**Provided material**
* START *

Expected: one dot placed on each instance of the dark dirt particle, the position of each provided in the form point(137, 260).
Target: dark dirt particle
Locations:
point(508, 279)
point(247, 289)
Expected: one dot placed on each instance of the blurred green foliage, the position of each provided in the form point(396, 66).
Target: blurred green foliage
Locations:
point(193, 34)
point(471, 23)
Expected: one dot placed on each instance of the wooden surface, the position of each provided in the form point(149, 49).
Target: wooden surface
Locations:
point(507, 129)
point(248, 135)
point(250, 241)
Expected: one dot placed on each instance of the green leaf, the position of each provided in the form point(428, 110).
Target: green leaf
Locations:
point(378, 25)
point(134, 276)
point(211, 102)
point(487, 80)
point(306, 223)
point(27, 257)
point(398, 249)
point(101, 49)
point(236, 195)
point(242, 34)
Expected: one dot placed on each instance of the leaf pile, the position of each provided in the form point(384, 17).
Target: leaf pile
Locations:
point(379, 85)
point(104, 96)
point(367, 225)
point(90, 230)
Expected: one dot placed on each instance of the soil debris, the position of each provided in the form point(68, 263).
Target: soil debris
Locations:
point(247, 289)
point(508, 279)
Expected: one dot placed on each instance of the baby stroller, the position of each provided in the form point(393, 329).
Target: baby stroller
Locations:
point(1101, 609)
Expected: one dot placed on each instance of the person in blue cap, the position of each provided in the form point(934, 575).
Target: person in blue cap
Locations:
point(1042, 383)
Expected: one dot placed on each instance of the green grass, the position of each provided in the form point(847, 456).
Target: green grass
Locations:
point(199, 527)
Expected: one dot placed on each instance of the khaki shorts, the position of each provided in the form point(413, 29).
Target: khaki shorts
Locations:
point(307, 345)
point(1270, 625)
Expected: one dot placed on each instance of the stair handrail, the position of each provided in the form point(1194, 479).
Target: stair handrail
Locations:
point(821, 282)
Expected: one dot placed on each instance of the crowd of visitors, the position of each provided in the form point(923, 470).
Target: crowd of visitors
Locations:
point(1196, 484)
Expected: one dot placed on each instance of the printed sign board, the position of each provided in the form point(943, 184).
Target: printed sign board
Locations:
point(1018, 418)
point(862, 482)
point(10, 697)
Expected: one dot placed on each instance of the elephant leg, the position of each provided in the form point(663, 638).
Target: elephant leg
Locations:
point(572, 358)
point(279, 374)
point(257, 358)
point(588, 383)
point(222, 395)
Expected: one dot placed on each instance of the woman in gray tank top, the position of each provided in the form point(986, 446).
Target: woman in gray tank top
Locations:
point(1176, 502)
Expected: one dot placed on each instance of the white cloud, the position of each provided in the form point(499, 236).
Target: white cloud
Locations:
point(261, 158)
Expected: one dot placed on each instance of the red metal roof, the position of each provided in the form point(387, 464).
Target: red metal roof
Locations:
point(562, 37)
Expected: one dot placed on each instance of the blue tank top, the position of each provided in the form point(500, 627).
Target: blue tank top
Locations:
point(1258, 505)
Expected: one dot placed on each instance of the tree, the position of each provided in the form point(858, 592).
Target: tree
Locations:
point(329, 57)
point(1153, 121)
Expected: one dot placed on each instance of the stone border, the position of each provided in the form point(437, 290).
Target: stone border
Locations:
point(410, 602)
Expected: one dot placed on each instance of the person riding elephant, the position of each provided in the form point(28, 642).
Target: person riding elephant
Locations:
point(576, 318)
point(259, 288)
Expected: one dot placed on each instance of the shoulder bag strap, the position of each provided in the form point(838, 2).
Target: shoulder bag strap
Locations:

* END *

**Written exercise**
Turn the lines from the one containing "Expected: one dot placed on each instance of the white" up to and including the one containing "point(410, 602)" into a JSON list of strings, one string per line, with blank lines left out.

**Reply**
[
  "Expected: one dot placed on each instance of the white cloud, the position of each provided in the form point(499, 236).",
  "Target: white cloud",
  "Locations:",
  "point(261, 158)",
  "Expected: one dot placed on each instance of the red metal roof, the position of each provided in the form point(387, 464).",
  "Target: red metal roof",
  "Locations:",
  "point(562, 37)",
  "Expected: one dot placed on each instance of the blue tank top, the position of each provided in the form point(500, 627).",
  "Target: blue tank top",
  "Locations:",
  "point(1258, 505)",
  "Expected: one dot placed on each instance of the tree, the position of each provided in the form point(858, 592).",
  "Target: tree",
  "Locations:",
  "point(329, 57)",
  "point(1153, 121)",
  "Expected: one dot placed on each instance of the stone border, the position of each provided in the form point(437, 290).",
  "Target: stone border",
  "Locations:",
  "point(410, 602)"
]